■ EXERCISE PASSAGE
The Day of the Bombing

Early in the morning of Monday March 1, the M Street phone rings. We’re told that members of the Weather Underground, originally known as Weatherman, (from Bob Dylan’s prophetic mantra “You don’t need a Weatherman to know which way the wind blows”) are taking credit for placing a bomb in an out-of-the-way men’s bathroom. The Weathermen say:

We have attacked the Capitol because it is, along with the White House and the Pentagon, the worldwide symbol of the government which is now attacking Indochina.

When I first hear this news, I feel exhilarated. Irrationally exuberant in fact. My reaction is documented by an unknown person, possibly an informant who, in a later legal affidavit, describes me and the others in M Street as “exultant” – which is not so far removed from my own recollection. But why, you quite rightly ask -- and I ask myself the same question -- did I feel so positive about this act -- especially when placing a bomb is something I could never do – or did – myself?

As an anti-war activist, I considered dissent to be patriotic. Still do. At the time of the bombing, I felt like I was rooting for David in the face of Goliath. I saw the Weathermen as courageous enough to take the lead in our very own, 60’s style Boston Tea Party.  In my view, they blew up a U.S. Capitol bathroom on my behalf and on behalf of the entire anti-war movement. And I appreciated that they did so for the most compelling of reasons -- to stop the endless, brutal killing war in Vietnam and Laos.  Which is why I could, in good conscience, make the statement: “We didn’t do it, but we dug it.”

Hands Up!

Immediately after the bombing, M-street house surveillance intensifies. Firemen swarm.  Burly new guys start hanging around outside the firehouse. They don’t look and weren’t even dressed like firemen. Stew and Leslie Bacon, a young, anti-war activist friend, decide to take a walk to Lafayette Park, directly in front of the White House. Beyond the macho of it, I can’t speculate about Stew’s motives. Most likely I disapproved because, at that particular moment in our on-again, off-again relationship, almost anything he said or did was enough to provoke my disapproval.

As the tension-filled, day-after-bombing dragged on, it became increasingly clear to me that there was no time like the present to get the hell out of Dodge.

■ INFORMATION GIVEN
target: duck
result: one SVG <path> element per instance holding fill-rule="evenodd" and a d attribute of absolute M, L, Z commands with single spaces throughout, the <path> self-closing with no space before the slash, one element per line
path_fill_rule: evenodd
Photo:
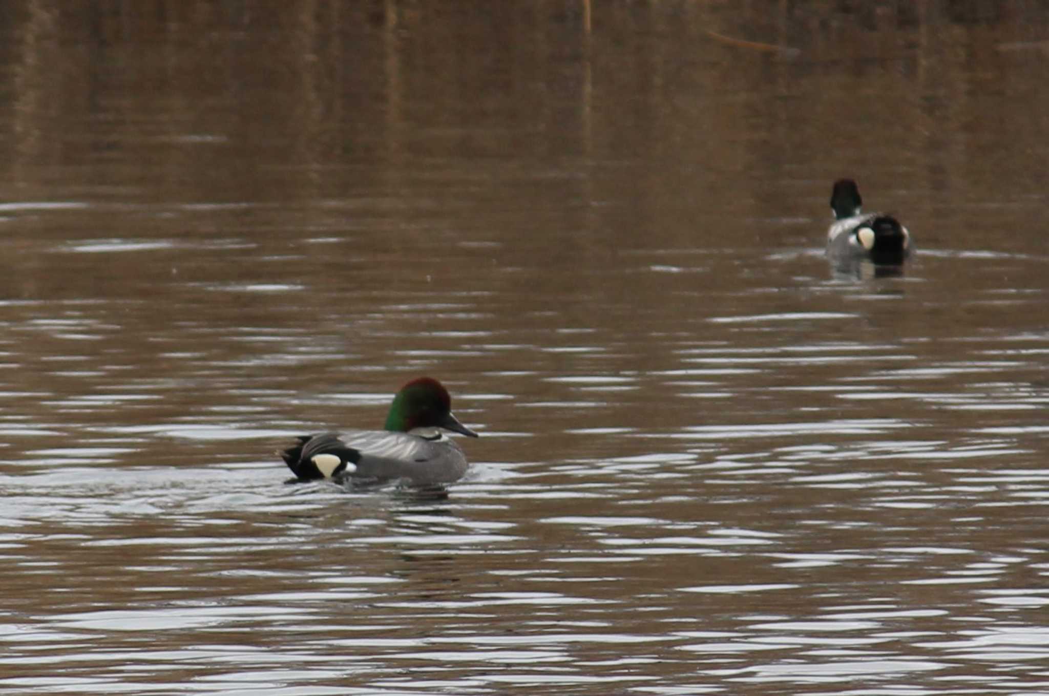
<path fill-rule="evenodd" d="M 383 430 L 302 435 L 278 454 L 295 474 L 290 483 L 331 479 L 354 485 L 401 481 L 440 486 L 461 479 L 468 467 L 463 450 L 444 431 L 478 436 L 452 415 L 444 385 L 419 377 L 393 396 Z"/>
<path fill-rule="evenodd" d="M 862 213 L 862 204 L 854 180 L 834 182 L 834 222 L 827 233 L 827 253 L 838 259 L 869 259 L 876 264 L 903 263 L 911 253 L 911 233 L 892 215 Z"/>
--
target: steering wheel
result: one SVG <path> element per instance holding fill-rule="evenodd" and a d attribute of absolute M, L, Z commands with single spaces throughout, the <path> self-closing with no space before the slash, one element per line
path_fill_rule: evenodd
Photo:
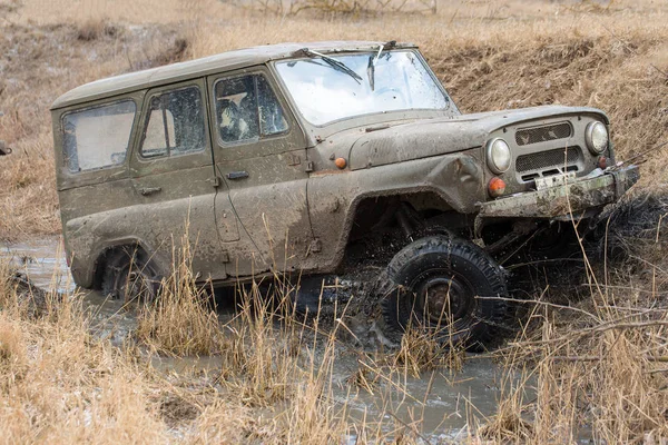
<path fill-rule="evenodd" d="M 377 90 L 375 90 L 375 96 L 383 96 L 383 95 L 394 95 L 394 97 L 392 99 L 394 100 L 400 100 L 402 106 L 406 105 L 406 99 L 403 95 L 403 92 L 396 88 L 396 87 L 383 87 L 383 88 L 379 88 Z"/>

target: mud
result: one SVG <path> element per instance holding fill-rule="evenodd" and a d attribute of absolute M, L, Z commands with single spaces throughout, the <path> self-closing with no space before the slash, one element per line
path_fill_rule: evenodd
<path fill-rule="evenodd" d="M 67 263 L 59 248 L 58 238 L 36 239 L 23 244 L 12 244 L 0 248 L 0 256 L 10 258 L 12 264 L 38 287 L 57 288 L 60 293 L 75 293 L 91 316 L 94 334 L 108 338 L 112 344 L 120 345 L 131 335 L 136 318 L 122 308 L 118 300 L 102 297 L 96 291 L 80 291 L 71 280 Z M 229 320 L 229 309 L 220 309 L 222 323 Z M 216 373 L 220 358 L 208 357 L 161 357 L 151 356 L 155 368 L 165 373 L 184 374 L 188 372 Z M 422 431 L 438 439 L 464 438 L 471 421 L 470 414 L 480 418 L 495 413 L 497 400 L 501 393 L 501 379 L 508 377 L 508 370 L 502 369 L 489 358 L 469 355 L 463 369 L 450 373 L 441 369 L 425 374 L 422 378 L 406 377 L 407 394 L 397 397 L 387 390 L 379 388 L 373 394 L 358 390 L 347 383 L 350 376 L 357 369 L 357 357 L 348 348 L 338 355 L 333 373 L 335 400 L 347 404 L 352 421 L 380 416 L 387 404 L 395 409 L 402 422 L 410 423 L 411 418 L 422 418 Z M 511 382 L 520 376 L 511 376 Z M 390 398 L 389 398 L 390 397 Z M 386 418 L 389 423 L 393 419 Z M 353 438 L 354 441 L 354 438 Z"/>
--
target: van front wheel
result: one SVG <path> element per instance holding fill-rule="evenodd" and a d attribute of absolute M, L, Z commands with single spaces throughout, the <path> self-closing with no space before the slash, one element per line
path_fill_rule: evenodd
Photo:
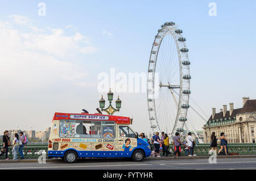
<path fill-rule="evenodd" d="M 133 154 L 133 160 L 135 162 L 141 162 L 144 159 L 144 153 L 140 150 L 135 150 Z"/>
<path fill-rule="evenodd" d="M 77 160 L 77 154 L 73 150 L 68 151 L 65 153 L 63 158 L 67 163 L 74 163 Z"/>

■ TASKS TO CARRY OUT
1. Can you reproduce, word for word, the part of the Capitol bombing passage starting at "Immediately after the" and ending at "out of Dodge."?
2. Would you carry the account of the day of the Capitol bombing forward, picking up right after its final sentence?

■ SOLVED PROBLEMS
1.
Immediately after the bombing, M-street house surveillance intensifies. Firemen swarm.  Burly new guys start hanging around outside the firehouse. They don’t look and weren’t even dressed like firemen. Stew and Leslie Bacon, a young, anti-war activist friend, decide to take a walk to Lafayette Park, directly in front of the White House. Beyond the macho of it, I can’t speculate about Stew’s motives. Most likely I disapproved because, at that particular moment in our on-again, off-again relationship, almost anything he said or did was enough to provoke my disapproval.

As the tension-filled, day-after-bombing dragged on, it became increasingly clear to me that there was no time like the present to get the hell out of Dodge.

2.
Leslie chooses to remain in DC.  I grab Stew, Colin and Michael, two other M Street residents, plus a couple of bags of clothing and we hop into my 1969 dark blue VW Beetle named “Lindequist.” (When I bought the car I found the previous owner’s name “Lindequist”, inscribed on the dashboard; I currently drive Lindequist 3.) A few blocks into our getaway I realize I’ve forgotten my all-time favorite hat – a fisherman’s cap made out of fluffy brown Canadian beaver pelts with a brown leather front brim.   Stew and I immediately get into a huge fight. Stew, the pragmatist, now recognizes the wisdom of leaving town as quickly as possible. I, the Yippie fashionista, will not leave my favorite hat to the mercy of the pigs. It’s my car, I’m the driver: we circle back. I run in, save my hat and, Keystone Cops like, we once again beat a retreat. There’s no PETA yet to make my hat a political issue.

But in the early evening, just we’ve reached the outskirts of Baltimore, I suddenly notice flashing lights behind me. I pull Lindequist over and hear a loud, gruff male voice coming over a loudspeaker “get out of the car with your hands up.” Shotguns at our heads, the four of us are quickly spread eagled against the VW.  Colin is shaking so hard I think he might pee himself – but he doesn’t.  The boys are put in one police car; I’m alone in another for what feels like hours. I’m buzzy with adrenaline and really bored sitting alone in my personal Mad Max Beyond Thunderdome cage. I can’t see much except cops and the boys’ heads in front of me in the other car, so all I can do is bite my nails and obsess. Lindequist and the satchels are thoroughly searched. Eventually we are released and, in true Yippie absurdist fashion, are given a ticket for a bald tire by a local highway patrolman who signs his name James Bond

We’re not Weathermen. It literally didn’t occur to me we were being stopped because of the Capitol Bombing.   I am really grateful we left the marijuana back in DC.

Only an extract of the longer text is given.